▶ To be done:
Copy every line of the data below that contains the word "green".

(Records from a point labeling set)
□ □ □ □

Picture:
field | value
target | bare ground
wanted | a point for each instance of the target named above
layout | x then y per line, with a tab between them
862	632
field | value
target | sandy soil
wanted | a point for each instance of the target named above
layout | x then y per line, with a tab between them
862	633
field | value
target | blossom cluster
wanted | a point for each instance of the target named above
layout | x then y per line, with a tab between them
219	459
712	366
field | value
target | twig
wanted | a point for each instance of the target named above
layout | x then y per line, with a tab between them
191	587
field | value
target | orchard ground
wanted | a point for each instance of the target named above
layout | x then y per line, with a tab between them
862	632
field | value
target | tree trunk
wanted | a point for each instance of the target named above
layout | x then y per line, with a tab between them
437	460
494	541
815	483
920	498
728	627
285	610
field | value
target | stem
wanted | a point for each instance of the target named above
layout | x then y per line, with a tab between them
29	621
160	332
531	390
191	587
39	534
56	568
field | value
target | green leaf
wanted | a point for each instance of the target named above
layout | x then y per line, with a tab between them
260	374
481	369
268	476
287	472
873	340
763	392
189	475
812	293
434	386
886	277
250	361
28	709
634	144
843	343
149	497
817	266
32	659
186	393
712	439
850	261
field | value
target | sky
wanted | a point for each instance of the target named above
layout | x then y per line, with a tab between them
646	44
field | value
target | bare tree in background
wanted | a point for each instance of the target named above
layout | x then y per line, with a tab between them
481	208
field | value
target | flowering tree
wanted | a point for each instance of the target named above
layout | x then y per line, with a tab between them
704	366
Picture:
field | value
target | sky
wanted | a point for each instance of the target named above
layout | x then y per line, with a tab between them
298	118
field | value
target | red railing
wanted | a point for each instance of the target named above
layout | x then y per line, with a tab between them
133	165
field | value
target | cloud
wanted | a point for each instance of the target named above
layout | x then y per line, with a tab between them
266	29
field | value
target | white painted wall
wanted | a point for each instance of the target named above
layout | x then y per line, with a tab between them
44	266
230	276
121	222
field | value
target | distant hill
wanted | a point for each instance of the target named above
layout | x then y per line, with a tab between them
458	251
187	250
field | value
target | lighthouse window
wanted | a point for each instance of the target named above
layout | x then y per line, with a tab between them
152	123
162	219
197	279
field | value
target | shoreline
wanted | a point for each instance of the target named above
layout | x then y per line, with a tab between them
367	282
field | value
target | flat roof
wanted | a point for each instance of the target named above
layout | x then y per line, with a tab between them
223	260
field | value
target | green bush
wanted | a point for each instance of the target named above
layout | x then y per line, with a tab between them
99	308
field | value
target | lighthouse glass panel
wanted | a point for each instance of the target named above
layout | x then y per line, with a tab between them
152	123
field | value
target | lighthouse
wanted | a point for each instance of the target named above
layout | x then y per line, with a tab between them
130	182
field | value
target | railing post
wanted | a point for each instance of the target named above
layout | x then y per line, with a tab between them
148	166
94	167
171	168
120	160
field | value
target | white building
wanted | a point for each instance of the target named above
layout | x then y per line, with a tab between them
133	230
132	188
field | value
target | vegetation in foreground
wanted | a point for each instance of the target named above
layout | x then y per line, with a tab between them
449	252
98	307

□ □ □ □

▶ Response:
target | green leaf
target | green bush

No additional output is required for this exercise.